### Written instruction 1
In the passage on choosing delimiters to parse a dataset, return everything from "FIG. 3B illustrates" down to "reflect the results.".
### Written instruction 2
Write the next part of the passage about the delimiter-selection interface, beginning after its final sentence.

### Text extract
::::

FIG. 3B illustrates a subsequent state of the user interface 300 after a user interacts with the interface shown in FIG. 3A to change the state of the “;”, “−”, “|” and “\n” character user interface element from unselected to selected. In response to these changes in state or due to some other instruction via the user interface, the tool producing the user interface 300 generated a new record format based on the new set of delimiters and parsed the dataset again using the newly generated record format. Results of parsing the dataset with the new record format are shown in the user interface element 330, which has been updated by the tool producing the user interface to reflect the results.


A user now has visual confirmation that the selected group of delimiters appropriately parse the dataset, as user interface element 330 illustrates values for a number of fields that appear to contain consistent data and generate no errors. In some embodiments, the tool may select a subset of the records to display. In some cases, the tool may parse only a portion of the records in order to display this subset. In some embodiments, a subset of records may be selected by interface elements provided by user interface 300 that enable a user to examine a number of records, which may span across the dataset, to ensure that the dataset is fully parsed from start to finish. For instance, the user interface 300 may depict records from the start, middle and/or end of the dataset, and/or may provide a control that a user may operate to scroll through the records produced by parsing of the dataset using the selected delimiters. Parsing a portion of the records (e.g., the first ten records, the first five records and the last five records, etc.) using the generated record format may efficiently allow the user to obtain visual confirmation that the generated record format appropriately parses the dataset without it being necessary to parse the entire dataset. The user may thereby efficiently select the appropriate delimiters, obtain confirmation of appropriate parsing, and record the resulting record format.


As a result of the above-described process, the tool producing user interface 300 enabled a user to select an appropriate set of delimiters from amongst a finite number of choices. A provisional record format was generated according to this set of delimiters, and feedback was provided through the user interface such that the user could establish whether or not the provisional record format matches the canonical record format. Since the choices of delimiter presented are from the dataset itself, the delimiters of the canonical record format must be present within those choices. Moreover, selection or deselection of a delimiter, and generation of a new provisional record format reflecting the new set of delimiters, can be limited to interaction (e.g., a mouse click) with a single user interface element. Finally, by providing prompt feedback of the results of parsing the dataset with the newly generated provisional record format, the user can obtain direct feedback on the effects the change in delimiter had upon how the data is parsed. Together, these advantages produce a process in which a (potentially complex) record format may be determined quickly and accurately.

::::

[Data records]
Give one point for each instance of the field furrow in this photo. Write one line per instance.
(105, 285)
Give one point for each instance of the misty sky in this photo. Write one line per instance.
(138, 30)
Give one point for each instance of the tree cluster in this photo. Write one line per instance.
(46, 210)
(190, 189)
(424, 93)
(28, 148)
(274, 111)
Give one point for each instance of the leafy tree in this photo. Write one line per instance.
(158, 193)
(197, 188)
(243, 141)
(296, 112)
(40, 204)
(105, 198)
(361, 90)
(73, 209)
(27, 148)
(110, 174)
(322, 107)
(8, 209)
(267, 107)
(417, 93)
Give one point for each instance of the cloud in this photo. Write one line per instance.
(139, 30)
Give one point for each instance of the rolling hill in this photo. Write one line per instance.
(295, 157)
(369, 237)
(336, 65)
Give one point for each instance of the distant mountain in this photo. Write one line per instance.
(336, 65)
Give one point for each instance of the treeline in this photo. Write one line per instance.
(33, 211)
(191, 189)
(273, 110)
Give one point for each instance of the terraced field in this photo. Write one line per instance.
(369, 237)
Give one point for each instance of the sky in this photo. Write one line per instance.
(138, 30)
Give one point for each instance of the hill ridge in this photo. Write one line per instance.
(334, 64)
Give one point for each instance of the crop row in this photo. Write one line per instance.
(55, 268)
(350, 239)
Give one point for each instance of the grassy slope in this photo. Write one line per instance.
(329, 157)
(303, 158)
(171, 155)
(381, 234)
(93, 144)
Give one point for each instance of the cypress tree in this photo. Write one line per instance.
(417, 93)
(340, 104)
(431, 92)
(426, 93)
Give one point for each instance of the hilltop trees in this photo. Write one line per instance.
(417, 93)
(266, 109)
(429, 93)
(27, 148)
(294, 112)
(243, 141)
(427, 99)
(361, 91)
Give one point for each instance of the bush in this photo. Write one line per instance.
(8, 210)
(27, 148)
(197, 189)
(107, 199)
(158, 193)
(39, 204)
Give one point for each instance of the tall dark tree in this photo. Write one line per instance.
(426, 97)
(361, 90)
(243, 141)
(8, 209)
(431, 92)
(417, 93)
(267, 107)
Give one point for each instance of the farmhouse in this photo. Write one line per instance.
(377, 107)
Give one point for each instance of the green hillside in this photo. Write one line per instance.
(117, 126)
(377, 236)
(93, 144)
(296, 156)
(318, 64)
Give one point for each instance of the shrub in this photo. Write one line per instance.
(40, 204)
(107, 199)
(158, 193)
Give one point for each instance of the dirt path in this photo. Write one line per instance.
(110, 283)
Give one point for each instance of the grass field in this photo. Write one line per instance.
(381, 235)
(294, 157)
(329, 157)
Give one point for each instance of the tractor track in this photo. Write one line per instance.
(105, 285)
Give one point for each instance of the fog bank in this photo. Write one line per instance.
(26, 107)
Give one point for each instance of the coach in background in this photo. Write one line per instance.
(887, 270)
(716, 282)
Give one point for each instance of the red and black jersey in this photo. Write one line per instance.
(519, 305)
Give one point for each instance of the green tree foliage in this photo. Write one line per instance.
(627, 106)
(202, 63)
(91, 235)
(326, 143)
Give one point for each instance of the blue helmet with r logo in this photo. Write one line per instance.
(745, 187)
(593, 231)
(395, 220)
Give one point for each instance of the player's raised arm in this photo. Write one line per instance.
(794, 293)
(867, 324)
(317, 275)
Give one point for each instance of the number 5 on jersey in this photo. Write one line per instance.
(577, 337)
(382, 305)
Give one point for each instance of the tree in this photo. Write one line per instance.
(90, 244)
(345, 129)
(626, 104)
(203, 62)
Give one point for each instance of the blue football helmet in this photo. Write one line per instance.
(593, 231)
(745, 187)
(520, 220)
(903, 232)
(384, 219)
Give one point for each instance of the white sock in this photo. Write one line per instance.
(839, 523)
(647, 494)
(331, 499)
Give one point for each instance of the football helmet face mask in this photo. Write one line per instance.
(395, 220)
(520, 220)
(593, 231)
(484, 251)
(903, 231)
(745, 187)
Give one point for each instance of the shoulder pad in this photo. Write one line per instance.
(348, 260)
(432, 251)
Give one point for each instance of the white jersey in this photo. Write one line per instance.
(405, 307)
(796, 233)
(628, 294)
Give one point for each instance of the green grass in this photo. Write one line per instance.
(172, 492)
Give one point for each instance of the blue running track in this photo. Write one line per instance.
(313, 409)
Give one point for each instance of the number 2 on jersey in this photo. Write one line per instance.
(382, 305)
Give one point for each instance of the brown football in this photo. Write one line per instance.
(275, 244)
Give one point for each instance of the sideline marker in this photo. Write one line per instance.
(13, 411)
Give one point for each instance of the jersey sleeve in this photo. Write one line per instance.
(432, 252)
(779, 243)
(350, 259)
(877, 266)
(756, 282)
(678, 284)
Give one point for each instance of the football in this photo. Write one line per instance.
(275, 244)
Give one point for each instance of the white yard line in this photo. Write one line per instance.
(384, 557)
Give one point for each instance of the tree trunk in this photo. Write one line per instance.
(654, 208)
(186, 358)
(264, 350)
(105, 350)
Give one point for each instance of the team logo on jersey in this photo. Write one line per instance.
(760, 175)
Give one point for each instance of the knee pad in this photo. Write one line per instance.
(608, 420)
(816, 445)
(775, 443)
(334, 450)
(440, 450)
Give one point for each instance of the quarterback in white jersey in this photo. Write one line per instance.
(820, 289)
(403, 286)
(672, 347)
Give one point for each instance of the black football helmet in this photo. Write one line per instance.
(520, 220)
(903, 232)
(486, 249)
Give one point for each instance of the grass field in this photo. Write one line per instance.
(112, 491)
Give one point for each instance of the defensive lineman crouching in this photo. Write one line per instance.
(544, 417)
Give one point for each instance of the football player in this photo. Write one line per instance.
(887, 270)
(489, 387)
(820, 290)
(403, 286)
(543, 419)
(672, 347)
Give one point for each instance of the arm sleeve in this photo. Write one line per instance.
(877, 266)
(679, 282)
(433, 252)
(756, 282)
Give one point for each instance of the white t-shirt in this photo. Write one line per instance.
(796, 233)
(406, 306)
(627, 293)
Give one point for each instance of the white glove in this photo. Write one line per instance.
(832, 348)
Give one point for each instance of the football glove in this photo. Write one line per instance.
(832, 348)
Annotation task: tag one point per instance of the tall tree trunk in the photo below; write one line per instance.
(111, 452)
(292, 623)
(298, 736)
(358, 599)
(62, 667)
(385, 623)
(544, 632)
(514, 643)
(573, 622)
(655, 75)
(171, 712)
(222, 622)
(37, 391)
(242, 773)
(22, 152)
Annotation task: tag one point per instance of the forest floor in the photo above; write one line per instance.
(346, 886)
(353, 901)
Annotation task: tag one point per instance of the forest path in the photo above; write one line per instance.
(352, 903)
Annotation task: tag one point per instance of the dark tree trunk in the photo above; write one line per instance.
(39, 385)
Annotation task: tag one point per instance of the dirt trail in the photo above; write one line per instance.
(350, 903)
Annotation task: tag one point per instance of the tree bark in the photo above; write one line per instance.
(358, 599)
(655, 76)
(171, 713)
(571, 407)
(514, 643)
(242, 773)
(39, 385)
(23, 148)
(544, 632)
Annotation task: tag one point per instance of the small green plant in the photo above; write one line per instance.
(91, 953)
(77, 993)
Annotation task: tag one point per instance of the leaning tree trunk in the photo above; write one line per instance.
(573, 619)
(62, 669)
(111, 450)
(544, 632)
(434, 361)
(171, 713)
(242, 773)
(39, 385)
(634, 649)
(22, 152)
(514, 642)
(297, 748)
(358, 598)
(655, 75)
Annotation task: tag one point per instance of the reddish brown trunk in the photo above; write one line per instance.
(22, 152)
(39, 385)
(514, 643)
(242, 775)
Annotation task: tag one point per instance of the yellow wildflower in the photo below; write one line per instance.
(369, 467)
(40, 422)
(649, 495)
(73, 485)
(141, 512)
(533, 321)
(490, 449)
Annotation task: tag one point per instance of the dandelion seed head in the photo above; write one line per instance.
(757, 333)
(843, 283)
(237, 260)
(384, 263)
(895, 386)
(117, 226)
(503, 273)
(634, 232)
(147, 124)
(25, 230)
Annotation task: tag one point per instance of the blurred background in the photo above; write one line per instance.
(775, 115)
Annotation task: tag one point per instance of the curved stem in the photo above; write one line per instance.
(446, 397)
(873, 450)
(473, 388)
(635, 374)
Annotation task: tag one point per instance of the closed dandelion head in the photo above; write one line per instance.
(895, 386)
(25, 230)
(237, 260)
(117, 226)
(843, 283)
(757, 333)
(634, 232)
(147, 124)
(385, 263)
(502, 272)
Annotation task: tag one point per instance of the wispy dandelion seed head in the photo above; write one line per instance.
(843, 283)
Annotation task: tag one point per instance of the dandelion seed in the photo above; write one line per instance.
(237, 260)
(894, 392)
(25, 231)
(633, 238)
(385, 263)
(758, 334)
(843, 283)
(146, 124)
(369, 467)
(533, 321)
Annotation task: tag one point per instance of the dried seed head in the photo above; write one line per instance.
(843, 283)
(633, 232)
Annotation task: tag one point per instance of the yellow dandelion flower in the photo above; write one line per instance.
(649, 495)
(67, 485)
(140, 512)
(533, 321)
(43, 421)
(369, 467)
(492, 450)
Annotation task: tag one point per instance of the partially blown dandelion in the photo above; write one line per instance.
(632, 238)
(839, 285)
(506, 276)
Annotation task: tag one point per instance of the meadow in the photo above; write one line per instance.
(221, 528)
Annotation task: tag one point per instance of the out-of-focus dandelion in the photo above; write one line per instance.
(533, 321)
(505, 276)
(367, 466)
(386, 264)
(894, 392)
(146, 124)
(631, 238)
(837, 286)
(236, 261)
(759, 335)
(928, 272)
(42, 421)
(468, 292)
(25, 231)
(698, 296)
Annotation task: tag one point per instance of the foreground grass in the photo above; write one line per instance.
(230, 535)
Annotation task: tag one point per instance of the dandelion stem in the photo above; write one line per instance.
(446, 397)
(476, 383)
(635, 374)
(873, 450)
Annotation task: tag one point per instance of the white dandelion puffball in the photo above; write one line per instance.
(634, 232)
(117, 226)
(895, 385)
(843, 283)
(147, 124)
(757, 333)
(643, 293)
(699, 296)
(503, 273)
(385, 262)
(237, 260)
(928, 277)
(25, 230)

::::

### Written answer 1
FIG. 3B illustrates a subsequent state of the user interface 300 after a user interacts with the interface shown in FIG. 3A to change the state of the “;”, “−”, “|” and “\n” character user interface element from unselected to selected. In response to these changes in state or due to some other instruction via the user interface, the tool producing the user interface 300 generated a new record format based on the new set of delimiters and parsed the dataset again using the newly generated record format. Results of parsing the dataset with the new record format are shown in the user interface element 330, which has been updated by the tool producing the user interface to reflect the results.

### Written answer 2
FIG. 3C illustrates an alternative selection of delimiters from FIG. 3B. FIG. 3C may represent a subsequent state to FIG. 3A in which the selected delimiter characters in FIG. 3C were been selected by a user faced with the user interface of FIG. 3A. Alternatively, FIG. 3C may be an initial stage in defining a record format where the selected delimiters were automatically selected by the system producing user interface 300. As discussed above, heuristics may be applied to a dataset to make an initial guess as to the correct delimiters, thereby providing a user with a starting point in selecting delimiters. The selected delimiters in FIG. 3C may have been selected via such heuristics, examples of which are described below.


In the example of FIG. 3C, the “/” character has been selected as a delimiter for the dataset, yet while this character appears amongst the first few characters of the dataset, the character is not used by the dataset as a delimiter throughout. Moreover, the “−” character, which is used in the dataset to separate a name from a subsequent value of “A,” “B” or “A/B” has not been selected as a delimiter. As a result, while the first three fields of the first record shown in user interface element 330 appropriately identify the value of “Field 1” as “ID,” the subsequent fields contain information other than intended by the creator of the dataset.


In the example of FIG. 3A, the illustrative inappropriate set of delimiters selected produces an error (indicated by a triangular warning symbol) due to the determined value of “field 2” of the second record overrunning a maximum field size. This provides additional feedback to the user indicating that the currently-selected set of delimiters are not an appropriate set with which to fully parse the dataset. In other cases, a different set of delimiters may not produce an error as shown because the data is parsed successfully, yet the user can visually inspect the user interface element 330 and identify that the record format is other than intended by examining the values of the parsed fields of the dataset shown.



FIG. 4 depicts a user interface via which a user may identify delimiters of a record format and view a generated record format, according to some embodiments. User interface 400 shares some features of the user interface 300 shown in FIGS. 3A-3C but provides additional controls and presents the information shown in user interface 300 in a different manner. As with the example of FIG. 3, a suitable system may execute the tool as described herein, which in part produces the user interface shown in FIG. 4. Moreover, the tool may execute a parsing engine in conjunction with the user interface as described below.


In the example of FIG. 4, user interface 400 includes user interface elements 420 that depict sequential characters from a dataset. Each pictured square of user interface elements 420 depicting a single character is an independent user interface element. A portion of a dataset is shown in user interface element 410, and a number of records and data fields produced by parsing the dataset according to the delimiters selected from amongst user interface elements 420 are shown as user interface element 440. User interface elements from amongst the user interface elements 420 that are selected as delimiters are highlighted and shaded gray in FIG. 4, and unselected characters are shaded white. In addition, user interface element 430 depicts a provisional record format generated by the system based on the selected delimiters amongst user interface elements 420. The most recently generated record format depicted by user interface element 430 is the record format used to parse the dataset and produce the records shown in user interface element 440.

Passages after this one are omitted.